*Texte présenté:*
================

Dans les dernières années, le mérite des opéraïstes a consisté en ce qu’ils ont reformulé la question centrale de l’autonomie – un héritage malgré tout du vieux mouvement ouvrier. Mais comme toujours, ils ont ensuite montré qu’ils en avaient une conception réductrice et intellectualiste. Réductrice parce que dans leurs théorisations, il manque toujours le moment du dépassement. L’autonomie ne s’exprime certainement pas dans la situation immédiate de la classe ou dans son autovalorisation. A l’époque de la domination réelle du capital, l’autonomie ne peut être que projet, tendance, ou mieux : tension. Ce n’est que dans les moments de rupture, dans les espaces décolonisés, que l’autonomie se constitue en réalité pratique. Et quand cette réalité se socialise, il se produit des moments de crise de l’administration, comme cela s’est produit en 1977. Le reste n’est que la vieille merde revisitée par la récupération. Les opéraïstes échangent pour l’autonomie les instruments les plus révoltants de la contre-révolution, et puis, par des raisonnements intellectuels de facture typiquement sociologique, ils fixent de temps en temps le « sujet » dont il faut faire l’apologie. La modernisation du léninisme a dû porter sa préférence sur une fraction sociologique du salariat, en passant de l’adoration de l’ouvrier-masse à la célébration de l’ouvrier social. Mais les opéraïstes n’ont jamais dépassé la sphère de l’économie et du productivisme. Ils n’en sont jamais arrivés à affirmer l’autonomie subjective comme partie intégrante et fondamentale de l’autonomie prolétarienne. L’unique subjectivité qu’ils connaissent est celle abstraite de la couche du prolétariat qu’il faut encenser ou celle bureaucratique de l’organisation.

================

(Données enregistrées)
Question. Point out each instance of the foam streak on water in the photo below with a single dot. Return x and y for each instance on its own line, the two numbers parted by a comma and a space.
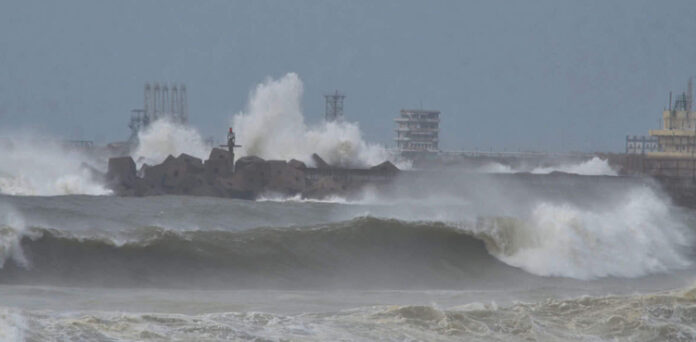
668, 316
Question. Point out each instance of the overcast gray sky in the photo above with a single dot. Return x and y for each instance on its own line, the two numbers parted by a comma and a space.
542, 75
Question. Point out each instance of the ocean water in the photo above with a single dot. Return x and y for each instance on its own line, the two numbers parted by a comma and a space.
478, 262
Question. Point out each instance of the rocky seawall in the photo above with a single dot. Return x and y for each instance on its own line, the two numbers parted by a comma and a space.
247, 178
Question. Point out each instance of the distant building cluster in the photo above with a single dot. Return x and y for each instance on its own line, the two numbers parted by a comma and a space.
417, 131
677, 138
160, 101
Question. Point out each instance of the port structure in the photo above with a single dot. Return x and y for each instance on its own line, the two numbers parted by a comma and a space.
160, 101
334, 107
677, 137
417, 131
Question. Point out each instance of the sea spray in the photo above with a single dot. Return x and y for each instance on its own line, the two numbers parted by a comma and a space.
273, 127
12, 228
163, 138
634, 238
592, 167
31, 167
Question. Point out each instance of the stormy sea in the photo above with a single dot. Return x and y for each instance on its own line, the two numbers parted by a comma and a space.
459, 254
492, 264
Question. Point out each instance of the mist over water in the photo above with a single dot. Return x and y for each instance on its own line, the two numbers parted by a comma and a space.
273, 127
163, 138
34, 165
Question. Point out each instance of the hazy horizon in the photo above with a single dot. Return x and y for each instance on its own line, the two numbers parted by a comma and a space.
555, 76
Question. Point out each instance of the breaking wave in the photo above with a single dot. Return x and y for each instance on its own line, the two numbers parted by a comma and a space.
663, 316
633, 239
163, 138
592, 167
38, 167
273, 127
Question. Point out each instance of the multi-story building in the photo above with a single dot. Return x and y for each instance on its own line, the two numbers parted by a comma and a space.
677, 138
641, 144
417, 131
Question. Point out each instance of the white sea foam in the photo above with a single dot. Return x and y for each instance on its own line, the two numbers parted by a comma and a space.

================

*Consigne A:*
Répondez aux questions suivantes d'après le texte sur l'autonomie.
(i) En quelle année un moment de crise de l'administration s'est-il produit ?
(ii) De l'adoration de quelle figure la modernisation du léninisme est-elle passée à la célébration de l'ouvrier social ?
(iii) Quelles sont les deux subjectivités que connaissent les opéraïstes ?
*Consigne B:* Selon le texte sur l'autonomie, pourquoi la conception de l'autonomie chez les opéraïstes est-elle réductrice ?
*Consigne C:* Prolongez le texte sur l'autonomie au-delà de sa dernière phrase.

*Réponse A:*
(i) En 1977.
(ii) De l'adoration de l'ouvrier-masse.
(iii) La subjectivité abstraite de la couche du prolétariat qu'il faut encenser et la subjectivité bureaucratique de l'organisation.

*Réponse B:* Elle est réductrice parce que le moment du dépassement manque toujours dans leurs théorisations.

*Réponse C:*
L’Autonomie, réalité partielle et exigence totale, est la condition minimale qui rend possible l’activité révolutionnaire des rebelles au mode de vie – pas seulement au mode de production – imposé. Bien au-delà de ce que pense l’opéraïsme, autonomie veut dire possibilité d’autosuppression du prolétariat, négation de toutes les structures organisationnelles qui enferment l’être subversif dans la cage du métier et de l’économie. Là où la valeur modèle et connecte chaque instant du vécu, là où l’économie a surmonté la barrière du moment productif et a envahi tout individu, l’autonomie est la transformation collective de la vie quotidienne et la transformation de la subjectivité du corps.

Retournons à notre point de départ. Le mouvement marque le pas. Il recule même sur tous les fronts. La faute n’en revient évidemment pas aux opéraïstes, pas plus que le mérite d’avoir suscité le mouvement. Il est cependant indéniable que le triomphalisme, répandu avec tant d’irresponsabilité, a ouvert la voie à la désespérance quand il n’a plus eu la possibilité d’exister.

***

POSTFACE à la deuxième édition (Juillet 1986)

(Cette postface concluait la brochure en question lors de sa réédition ; il est donc fait mention d’un autre texte« Le laboratoire de la Contre-révolution, Italie 1979 - 1980 », non-encore disponible)

Les textes qui précèdent ont déjà été publiés en 1984 par un collectif de circonstance, qui signait « Ombre hérétique ». Mais la disparité des points de vue et surtout des comportements devait s’y avérer telle que ce collectif ne commença jamais vraiment son existence. L’élan initial suffit tout juste à publier la traduction, déjà faite, de ces textes italiens.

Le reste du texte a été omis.